▶ **Given exercise**
Report every line of the material below that contains the word "road", copying each such line in full. Case matters, so count only lines where the word appears with that same capitalization.

═══

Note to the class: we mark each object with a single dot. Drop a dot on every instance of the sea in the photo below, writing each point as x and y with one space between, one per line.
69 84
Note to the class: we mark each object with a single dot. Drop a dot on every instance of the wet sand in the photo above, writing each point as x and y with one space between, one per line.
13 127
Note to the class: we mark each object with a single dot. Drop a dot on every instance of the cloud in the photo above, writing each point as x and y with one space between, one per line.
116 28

═══

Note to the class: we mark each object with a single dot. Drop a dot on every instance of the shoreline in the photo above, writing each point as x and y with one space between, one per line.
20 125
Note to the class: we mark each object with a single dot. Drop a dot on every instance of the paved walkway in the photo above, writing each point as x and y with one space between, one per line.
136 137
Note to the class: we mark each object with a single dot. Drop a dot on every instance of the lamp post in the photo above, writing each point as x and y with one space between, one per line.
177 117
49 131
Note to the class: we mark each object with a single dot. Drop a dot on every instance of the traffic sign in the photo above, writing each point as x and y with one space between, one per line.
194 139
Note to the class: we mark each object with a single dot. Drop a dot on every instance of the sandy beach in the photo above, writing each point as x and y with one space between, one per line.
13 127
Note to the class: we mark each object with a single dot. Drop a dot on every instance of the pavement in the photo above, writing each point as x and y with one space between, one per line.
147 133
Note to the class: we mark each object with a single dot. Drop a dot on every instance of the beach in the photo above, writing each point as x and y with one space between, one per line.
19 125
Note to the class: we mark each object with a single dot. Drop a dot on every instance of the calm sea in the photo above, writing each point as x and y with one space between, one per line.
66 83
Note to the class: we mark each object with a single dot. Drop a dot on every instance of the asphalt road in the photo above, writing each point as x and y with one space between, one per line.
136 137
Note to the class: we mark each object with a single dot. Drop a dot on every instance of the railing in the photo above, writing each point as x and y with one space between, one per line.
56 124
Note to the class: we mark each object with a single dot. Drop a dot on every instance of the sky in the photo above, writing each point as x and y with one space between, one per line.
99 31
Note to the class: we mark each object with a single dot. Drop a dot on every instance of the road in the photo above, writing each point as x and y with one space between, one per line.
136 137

═══

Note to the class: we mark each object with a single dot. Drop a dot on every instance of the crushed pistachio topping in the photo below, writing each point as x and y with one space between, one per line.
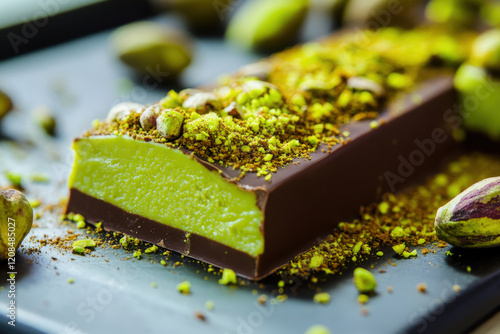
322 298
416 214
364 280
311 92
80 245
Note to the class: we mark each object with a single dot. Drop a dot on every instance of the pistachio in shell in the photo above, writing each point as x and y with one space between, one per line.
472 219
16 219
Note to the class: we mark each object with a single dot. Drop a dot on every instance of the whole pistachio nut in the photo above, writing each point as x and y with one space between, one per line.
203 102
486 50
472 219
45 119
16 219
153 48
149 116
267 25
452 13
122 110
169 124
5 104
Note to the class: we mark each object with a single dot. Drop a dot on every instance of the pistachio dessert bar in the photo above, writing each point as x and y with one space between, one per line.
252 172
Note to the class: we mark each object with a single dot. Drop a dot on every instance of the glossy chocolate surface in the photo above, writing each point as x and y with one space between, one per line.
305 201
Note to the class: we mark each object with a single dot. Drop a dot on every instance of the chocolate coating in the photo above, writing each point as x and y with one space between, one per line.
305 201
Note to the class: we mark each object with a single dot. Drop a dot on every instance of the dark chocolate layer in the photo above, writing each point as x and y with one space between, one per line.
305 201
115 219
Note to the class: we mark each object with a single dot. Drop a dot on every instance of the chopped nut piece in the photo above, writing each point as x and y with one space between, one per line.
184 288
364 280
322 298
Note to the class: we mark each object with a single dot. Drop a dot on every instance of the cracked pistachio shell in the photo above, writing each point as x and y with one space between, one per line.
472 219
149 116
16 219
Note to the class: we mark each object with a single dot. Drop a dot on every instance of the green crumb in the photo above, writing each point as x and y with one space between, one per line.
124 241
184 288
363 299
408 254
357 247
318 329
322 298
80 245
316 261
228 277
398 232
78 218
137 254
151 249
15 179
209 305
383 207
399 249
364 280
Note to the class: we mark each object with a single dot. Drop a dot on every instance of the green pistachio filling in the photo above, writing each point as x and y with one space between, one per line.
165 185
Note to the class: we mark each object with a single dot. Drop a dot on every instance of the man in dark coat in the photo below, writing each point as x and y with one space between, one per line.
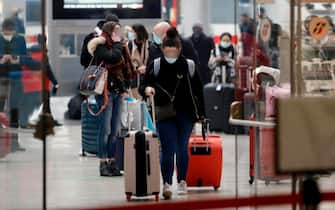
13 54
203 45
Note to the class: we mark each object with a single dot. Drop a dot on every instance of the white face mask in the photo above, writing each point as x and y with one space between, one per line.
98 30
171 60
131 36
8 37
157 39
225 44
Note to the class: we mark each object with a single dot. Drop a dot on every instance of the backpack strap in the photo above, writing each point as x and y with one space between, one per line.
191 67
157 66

═══

▶ **The answer**
Note to the class: we mark each object with a single dot. Drop a dot on every instance of the asphalt road in the photo above, writing each point as x and y with one space between, one per line.
Note to the class: we mark each object with a single dot. Drop a dot on every instance of the road in the photo above, writing each point as x and y with one space between, one per line.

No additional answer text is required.